> _About this task_
Carry on the article about darkening light hair, starting right after its final sentence.

> _Selected passage_
☆ ☆ ☆ ☆ ☆ ☆ ☆

Color Hair from Light to DarkIt may seem that going from dark hair to light is the biggest and most challenging process and that the reverse is easy as pie. Think again. Going from light to dark is just as big of a challenge as from dark to light, but in a much different way. When you bleach your hair, you are essentially stripping the follicles of all their color, leaving them exposed and much more porous, causing irreversible damage while the upkeep can be a big effort and cost.
The concept of going dark when you have lighter hair may seem like a cinch; you buy boxed color from the drugstore that seems to match what you are looking for, go home, and BAM … you are a fabulous brunette. Unfortunately, it does not work that way and is not nearly that easy for if it were, all salons would be out of business.
There are several factors to consider when darkening your hair, for example: has your hair been chemically treated recently? Are you a natural or unnatural blonde? What type of skin tone do you have? The color of your eyes play a big part, as well. Do you want to go super dark or just a light brown? All of these issues must be considered before you take the leap, which can be a very exciting one. Again, this is something that cannot be taken lightly, no pun intended.
As with lightening your hair, you should have a couple of darker shades in mind, just so that you know what you want to present to the stylist. Yes, you will want to go to a stylist to make this transformation as this process can go array upon trying it at home.
Go over to your local wig shop or use online hair software and try on a few different hair colors, varying from lighter to darker and snap some photos to help you decide which one will be the best look for you. Now that you have done that, it is time to contact you stylist to prepare to go to the darker side.
Going dark has many advantages such as making your eyes pop, a daring attitude will emerge, and it will accentuate your skin tone. That is why you need a professional to make sure that you get the proper shades.

☆ ☆ ☆ ☆ ☆ ☆ ☆

[Stored records]
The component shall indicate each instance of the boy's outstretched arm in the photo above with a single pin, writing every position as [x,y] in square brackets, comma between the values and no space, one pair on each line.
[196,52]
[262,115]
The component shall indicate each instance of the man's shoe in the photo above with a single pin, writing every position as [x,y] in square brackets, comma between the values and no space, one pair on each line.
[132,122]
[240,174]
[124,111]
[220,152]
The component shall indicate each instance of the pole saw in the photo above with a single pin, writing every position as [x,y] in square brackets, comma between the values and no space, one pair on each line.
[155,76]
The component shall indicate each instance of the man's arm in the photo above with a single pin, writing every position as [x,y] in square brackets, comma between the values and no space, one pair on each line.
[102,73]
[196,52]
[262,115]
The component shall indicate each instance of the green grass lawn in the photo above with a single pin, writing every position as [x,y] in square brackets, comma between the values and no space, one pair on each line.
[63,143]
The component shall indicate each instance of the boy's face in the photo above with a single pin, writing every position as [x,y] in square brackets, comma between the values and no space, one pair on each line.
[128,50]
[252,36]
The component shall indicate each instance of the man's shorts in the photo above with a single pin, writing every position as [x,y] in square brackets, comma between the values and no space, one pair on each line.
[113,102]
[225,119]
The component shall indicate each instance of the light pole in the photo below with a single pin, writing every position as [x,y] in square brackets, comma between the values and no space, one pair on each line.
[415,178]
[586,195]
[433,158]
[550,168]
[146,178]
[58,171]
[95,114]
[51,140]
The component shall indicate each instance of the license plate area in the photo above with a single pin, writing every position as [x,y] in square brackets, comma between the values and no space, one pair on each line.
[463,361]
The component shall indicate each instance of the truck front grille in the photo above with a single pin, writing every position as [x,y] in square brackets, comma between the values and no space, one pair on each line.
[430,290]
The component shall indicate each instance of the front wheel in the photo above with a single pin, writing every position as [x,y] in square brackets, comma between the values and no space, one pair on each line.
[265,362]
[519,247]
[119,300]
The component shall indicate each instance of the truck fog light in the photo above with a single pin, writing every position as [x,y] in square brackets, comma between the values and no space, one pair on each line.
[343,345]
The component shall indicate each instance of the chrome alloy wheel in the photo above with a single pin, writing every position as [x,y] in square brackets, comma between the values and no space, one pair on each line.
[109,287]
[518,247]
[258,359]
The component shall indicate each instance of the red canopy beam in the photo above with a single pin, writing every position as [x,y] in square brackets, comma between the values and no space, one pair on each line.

☆ ☆ ☆ ☆ ☆ ☆ ☆

> _Reply_
If your hair has been previously processed, especially bleached, the ends of it will not absorb the darker colors the way that the rest of your hair will and it will be a hot mess. Green and gray tones could be the end result of home coloring because bleaching can cause transparency at the ends and will most often lead to an uneven overall color that will require even further color modification.
Much like bleaching, dark colors contain a certain chemical (PPDA/pPD, also known as p-phenylenediamine) that can cause an allergic reaction to both the scalp and the skin. Your stylist will want to do an allergy test on you pre-coloring. This will ensure that you do not end up extremely uncomfortable. But remember, allergic reactions are quite common which is why it is best to find out before you cover your whole head with dye.
To achieve the right level of darkness that you desire, this could be a two to three step process, the stylist will start with applying a colored protein filler or demi-permanent hair color, in a shade that has either gold or red tones. In the color spectrum, reddish tones are in the middle so this is where your stylist may begin. Even on virgin hair the stylist needs to do this. It could be already slightly damaged from the environment or styling tools like a hair dryer, curling iron, or flat iron.